◆ Sayfa Alıntısı:
^^^^^^^^

Tarih: 23.09.2023 21:59

Atatürk’e Suikast Girişimi...

Facebook Twitter Linked-in

Atatürk’e Suikast Girişimine Katıldığı İçin İdam Edilen Sivas Milletvekili

“Türkçü aydınlar, gençlerle birlikte milli bir teşkilatı “Türk Ocağı”nı inşa etmiştir. Ocak, 25 Mart 1912 günü resmen kurulmuştur. Kurucuları arasında o yıllarda Mülkiye Mektebi talebesi olan Halis Turgut Bey umumi katip olarak yer almıştır.

(…) Halis Turgut Bey’in İstanbul’daki öğrencilik yıllarında siyasetle ilgilendiği, Türkçü düşünce ve kişilerle yakınlık kurduğu, buradaki faaliyetlerinden anlaşılmaktadır.(…) Birinci Dünya Harbi’nde askerlik hizmetine katılır. Şarkışla-Mercan  hattı Menzil müfettişliği emrinde Teşkilat-ı Mahsusa müdürlüğünde bulunur.

(…) 14 Eylül 1918'de yayınlanan kararname ile Batum Vilayeti teşkil edilir. Nahçıvan idari teşkilatta bu vilayetin kazası olur. Nahcıvan Hükümeti Mülkiyesini teşkile memur olarak görevlendirilir.

^^^^^^^^

(Nokta etiketleme örnekleri)
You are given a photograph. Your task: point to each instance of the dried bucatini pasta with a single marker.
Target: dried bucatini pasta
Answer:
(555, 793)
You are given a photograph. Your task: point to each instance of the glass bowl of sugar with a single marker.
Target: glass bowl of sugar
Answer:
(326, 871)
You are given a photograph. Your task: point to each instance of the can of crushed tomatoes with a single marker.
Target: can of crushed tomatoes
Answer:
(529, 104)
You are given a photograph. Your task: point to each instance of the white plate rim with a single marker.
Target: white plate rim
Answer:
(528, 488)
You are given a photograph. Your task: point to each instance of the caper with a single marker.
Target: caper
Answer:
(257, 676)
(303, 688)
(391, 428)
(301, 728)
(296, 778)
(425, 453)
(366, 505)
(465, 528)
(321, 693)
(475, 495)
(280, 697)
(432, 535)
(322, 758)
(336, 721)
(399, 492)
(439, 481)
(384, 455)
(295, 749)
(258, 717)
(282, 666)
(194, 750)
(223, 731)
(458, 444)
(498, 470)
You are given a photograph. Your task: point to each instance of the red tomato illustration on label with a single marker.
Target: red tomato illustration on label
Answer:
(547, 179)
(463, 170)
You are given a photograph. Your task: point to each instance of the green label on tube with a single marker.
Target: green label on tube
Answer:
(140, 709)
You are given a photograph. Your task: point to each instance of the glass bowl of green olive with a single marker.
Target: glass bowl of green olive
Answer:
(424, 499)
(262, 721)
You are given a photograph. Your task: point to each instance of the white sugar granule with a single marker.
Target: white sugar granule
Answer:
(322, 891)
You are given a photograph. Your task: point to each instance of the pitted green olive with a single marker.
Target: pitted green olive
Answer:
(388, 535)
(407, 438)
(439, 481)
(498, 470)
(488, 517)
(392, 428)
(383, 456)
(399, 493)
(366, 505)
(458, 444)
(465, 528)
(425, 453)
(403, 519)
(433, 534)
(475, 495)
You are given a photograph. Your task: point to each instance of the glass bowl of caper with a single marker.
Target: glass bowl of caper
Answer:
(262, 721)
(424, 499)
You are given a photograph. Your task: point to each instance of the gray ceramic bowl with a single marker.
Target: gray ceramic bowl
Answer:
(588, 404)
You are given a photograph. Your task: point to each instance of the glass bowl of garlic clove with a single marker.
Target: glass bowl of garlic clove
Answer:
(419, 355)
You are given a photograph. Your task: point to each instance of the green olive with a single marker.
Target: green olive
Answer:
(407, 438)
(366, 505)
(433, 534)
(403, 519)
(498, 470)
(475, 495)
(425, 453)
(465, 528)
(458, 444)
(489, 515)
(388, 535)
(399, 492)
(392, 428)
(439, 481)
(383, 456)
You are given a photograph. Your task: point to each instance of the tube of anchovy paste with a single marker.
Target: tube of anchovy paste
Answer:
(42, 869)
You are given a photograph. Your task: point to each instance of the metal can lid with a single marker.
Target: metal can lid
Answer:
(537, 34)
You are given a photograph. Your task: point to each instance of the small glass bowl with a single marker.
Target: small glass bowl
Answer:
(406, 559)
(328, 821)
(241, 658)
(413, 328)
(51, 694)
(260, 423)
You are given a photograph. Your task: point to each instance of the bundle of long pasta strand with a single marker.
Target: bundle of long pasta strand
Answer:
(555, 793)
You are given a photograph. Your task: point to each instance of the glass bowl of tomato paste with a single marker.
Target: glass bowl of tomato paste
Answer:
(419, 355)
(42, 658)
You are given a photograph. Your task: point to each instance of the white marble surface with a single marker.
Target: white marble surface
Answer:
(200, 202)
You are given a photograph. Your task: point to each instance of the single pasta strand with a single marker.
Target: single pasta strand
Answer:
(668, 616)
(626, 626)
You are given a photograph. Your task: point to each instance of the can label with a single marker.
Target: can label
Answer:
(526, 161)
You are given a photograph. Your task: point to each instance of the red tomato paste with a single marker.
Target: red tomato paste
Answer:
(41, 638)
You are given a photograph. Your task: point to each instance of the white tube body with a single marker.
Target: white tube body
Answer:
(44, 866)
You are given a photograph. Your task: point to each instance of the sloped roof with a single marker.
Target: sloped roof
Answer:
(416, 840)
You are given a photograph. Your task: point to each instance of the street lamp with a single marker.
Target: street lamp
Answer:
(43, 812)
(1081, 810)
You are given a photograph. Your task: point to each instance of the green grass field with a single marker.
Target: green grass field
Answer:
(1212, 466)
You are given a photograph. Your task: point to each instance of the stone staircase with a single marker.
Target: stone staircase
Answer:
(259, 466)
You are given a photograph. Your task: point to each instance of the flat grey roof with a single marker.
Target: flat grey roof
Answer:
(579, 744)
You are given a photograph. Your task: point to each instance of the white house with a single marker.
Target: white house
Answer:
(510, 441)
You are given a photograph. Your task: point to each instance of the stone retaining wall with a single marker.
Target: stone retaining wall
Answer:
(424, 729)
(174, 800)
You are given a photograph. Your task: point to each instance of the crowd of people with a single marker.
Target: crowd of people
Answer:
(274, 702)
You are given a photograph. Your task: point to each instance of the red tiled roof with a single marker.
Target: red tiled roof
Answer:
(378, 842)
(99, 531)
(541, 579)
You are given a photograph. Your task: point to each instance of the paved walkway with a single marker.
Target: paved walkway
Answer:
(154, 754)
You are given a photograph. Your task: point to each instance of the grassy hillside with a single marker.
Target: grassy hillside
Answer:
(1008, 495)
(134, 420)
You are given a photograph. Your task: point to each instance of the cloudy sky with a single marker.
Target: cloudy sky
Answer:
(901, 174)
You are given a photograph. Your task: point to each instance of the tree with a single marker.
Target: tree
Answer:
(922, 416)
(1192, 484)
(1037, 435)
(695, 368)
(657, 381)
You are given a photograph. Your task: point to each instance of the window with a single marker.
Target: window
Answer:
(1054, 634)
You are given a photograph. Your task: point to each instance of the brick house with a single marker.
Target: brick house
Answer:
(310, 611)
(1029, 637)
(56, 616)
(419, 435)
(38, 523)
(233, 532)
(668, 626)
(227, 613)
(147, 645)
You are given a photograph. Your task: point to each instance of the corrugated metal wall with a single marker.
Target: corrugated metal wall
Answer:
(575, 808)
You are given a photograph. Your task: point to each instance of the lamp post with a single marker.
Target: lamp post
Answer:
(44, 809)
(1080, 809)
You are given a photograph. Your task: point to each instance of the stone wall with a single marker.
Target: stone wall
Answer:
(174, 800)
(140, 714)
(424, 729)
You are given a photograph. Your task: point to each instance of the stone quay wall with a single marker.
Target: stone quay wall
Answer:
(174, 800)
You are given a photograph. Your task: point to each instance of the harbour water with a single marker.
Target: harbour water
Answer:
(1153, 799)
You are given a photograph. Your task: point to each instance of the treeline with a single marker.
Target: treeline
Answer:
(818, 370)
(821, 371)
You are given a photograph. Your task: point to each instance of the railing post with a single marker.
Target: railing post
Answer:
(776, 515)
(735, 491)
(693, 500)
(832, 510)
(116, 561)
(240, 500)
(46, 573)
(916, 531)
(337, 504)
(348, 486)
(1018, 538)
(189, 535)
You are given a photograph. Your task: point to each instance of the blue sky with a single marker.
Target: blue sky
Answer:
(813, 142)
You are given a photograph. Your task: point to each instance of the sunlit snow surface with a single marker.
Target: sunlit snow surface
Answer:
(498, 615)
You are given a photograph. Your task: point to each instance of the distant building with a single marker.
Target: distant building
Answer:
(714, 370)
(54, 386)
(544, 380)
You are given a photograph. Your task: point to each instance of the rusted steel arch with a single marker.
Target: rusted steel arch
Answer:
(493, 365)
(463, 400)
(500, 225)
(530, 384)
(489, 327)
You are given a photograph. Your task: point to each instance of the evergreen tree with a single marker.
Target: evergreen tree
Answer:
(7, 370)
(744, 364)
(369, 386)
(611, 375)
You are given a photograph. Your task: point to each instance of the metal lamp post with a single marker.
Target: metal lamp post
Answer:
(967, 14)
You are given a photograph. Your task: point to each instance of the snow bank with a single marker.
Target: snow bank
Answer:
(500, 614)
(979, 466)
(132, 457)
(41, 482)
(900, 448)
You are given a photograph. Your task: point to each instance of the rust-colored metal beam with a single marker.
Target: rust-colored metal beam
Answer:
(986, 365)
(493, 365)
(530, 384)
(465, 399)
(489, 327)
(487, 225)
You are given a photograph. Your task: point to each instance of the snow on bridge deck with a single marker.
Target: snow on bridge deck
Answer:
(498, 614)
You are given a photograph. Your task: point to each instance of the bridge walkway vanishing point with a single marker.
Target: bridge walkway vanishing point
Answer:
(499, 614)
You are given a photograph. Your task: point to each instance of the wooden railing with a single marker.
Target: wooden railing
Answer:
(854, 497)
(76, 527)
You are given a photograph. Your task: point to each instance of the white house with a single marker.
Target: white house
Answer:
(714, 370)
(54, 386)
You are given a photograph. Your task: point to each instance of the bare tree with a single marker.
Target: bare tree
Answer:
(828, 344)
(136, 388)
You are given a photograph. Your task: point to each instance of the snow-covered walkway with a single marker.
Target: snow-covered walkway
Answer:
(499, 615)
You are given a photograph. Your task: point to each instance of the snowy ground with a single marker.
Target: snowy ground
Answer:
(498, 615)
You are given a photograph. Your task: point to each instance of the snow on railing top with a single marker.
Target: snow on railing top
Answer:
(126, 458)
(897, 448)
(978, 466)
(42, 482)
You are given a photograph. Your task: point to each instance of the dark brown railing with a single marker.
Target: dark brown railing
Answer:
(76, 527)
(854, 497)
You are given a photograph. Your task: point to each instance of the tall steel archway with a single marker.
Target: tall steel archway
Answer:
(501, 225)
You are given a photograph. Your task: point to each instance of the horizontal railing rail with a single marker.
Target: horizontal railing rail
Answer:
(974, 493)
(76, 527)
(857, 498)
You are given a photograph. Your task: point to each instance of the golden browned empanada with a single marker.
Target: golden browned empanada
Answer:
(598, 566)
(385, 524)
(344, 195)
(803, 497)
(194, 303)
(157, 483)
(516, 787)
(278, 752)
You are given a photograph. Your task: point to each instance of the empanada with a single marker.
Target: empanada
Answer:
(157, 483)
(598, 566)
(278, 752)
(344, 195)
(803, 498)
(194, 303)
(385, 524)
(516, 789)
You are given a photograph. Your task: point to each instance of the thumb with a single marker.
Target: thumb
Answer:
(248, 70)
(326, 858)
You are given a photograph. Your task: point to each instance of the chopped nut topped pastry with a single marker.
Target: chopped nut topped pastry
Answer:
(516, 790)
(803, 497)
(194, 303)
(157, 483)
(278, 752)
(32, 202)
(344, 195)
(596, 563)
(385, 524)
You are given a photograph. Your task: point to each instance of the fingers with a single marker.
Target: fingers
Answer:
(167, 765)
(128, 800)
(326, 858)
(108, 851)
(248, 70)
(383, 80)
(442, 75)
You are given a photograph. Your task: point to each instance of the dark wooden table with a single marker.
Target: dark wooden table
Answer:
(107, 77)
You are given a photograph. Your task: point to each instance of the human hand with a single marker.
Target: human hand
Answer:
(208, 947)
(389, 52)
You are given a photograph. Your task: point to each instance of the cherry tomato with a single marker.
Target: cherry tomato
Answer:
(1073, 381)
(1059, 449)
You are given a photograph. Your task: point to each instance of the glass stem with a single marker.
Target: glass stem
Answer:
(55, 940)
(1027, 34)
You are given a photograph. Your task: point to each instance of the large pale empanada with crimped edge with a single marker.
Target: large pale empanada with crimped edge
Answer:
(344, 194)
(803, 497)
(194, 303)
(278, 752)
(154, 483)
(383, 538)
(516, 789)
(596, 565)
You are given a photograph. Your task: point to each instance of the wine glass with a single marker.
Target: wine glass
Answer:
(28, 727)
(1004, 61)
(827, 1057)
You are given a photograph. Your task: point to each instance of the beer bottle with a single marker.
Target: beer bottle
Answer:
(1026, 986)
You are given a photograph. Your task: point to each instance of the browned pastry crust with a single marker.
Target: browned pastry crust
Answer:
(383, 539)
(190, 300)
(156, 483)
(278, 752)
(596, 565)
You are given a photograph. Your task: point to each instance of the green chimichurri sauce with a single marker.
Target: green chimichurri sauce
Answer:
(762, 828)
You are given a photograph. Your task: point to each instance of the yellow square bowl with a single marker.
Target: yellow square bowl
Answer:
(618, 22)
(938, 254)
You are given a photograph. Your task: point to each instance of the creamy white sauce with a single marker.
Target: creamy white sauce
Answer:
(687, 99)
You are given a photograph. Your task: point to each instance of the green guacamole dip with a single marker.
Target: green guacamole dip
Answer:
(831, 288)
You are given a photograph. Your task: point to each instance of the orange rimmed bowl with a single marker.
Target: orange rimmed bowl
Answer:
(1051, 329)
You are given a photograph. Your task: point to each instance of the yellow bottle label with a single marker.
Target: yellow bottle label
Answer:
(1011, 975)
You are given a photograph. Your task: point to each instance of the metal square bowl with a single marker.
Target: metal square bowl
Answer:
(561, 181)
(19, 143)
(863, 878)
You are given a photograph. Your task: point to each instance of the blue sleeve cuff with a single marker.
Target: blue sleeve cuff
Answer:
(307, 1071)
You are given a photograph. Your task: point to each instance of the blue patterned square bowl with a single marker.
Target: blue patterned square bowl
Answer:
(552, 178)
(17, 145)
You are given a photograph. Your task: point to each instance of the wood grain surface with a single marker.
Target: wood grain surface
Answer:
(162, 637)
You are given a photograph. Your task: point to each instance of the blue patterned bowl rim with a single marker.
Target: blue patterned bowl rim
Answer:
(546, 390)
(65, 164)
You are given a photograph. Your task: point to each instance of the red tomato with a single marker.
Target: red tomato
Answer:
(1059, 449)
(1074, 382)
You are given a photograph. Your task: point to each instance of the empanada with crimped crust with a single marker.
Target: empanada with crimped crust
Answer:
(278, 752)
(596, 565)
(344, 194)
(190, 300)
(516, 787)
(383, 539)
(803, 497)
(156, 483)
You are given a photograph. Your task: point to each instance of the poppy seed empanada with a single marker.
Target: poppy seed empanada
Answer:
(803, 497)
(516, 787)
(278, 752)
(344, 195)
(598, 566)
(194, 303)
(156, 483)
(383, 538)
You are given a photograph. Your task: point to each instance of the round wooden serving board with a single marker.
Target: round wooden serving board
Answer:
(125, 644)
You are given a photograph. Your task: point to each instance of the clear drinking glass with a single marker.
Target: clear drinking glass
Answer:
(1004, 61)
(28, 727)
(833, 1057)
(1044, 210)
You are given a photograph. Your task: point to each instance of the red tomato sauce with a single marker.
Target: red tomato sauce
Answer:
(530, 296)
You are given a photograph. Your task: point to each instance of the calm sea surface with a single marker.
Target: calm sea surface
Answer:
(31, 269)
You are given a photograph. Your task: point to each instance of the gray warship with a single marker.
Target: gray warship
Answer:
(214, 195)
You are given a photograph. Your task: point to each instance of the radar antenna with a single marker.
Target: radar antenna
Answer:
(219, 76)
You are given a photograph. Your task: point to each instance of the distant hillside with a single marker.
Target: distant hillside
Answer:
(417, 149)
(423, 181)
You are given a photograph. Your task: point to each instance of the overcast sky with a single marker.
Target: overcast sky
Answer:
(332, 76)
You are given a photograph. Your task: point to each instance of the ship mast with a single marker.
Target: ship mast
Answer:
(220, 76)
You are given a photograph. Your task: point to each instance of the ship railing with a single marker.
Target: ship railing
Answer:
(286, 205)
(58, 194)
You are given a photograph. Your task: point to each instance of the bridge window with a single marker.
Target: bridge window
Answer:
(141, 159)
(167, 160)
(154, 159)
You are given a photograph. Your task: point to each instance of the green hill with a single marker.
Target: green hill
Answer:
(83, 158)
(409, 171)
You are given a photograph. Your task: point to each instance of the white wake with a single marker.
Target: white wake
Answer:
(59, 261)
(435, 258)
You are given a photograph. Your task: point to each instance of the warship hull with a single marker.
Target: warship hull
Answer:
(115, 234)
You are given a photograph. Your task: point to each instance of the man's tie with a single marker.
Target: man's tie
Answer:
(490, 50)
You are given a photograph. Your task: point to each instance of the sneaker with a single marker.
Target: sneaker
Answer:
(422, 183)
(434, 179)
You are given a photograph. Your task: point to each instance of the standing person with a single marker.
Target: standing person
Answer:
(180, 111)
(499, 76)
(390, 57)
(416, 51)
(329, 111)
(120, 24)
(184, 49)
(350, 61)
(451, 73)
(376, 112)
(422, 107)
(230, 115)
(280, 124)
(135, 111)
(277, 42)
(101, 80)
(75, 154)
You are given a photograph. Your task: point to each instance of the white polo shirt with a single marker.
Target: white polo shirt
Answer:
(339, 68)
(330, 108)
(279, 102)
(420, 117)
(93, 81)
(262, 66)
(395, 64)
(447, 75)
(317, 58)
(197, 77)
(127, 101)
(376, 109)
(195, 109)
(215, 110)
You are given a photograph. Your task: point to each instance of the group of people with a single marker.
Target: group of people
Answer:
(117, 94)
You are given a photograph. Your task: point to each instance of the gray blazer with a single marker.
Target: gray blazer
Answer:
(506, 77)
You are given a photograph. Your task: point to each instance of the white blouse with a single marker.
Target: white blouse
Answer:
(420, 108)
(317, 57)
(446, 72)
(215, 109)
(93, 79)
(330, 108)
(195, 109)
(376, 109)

^^^^^^^^

◆ Yapılacaklar:
• 1. Sayfa alıntısında gün, ay ve yıl bilgisiyle birlikte verilen bütün tarihleri sıralayın.
• 2. Sayfa alıntısında "Atatürk’e Suikast Girişimi..." ile "memur olarak görevlendirilir." arasındaki bölümü, bu iki ifade de dahil olmak üzere hiçbir değişiklik yapmadan yazdırın.

◆ Tam Cevaplar:
• 1. 23.09.2023, 25 Mart 1912, 14 Eylül 1918

• 2.
Atatürk’e Suikast Girişimi...

Facebook Twitter Linked-in

Atatürk’e Suikast Girişimine Katıldığı İçin İdam Edilen Sivas Milletvekili

“Türkçü aydınlar, gençlerle birlikte milli bir teşkilatı “Türk Ocağı”nı inşa etmiştir. Ocak, 25 Mart 1912 günü resmen kurulmuştur. Kurucuları arasında o yıllarda Mülkiye Mektebi talebesi olan Halis Turgut Bey umumi katip olarak yer almıştır.

(…) Halis Turgut Bey’in İstanbul’daki öğrencilik yıllarında siyasetle ilgilendiği, Türkçü düşünce ve kişilerle yakınlık kurduğu, buradaki faaliyetlerinden anlaşılmaktadır.(…) Birinci Dünya Harbi’nde askerlik hizmetine katılır. Şarkışla-Mercan  hattı Menzil müfettişliği emrinde Teşkilat-ı Mahsusa müdürlüğünde bulunur.

(…) 14 Eylül 1918'de yayınlanan kararname ile Batum Vilayeti teşkil edilir. Nahçıvan idari teşkilatta bu vilayetin kazası olur. Nahcıvan Hükümeti Mülkiyesini teşkile memur olarak görevlendirilir.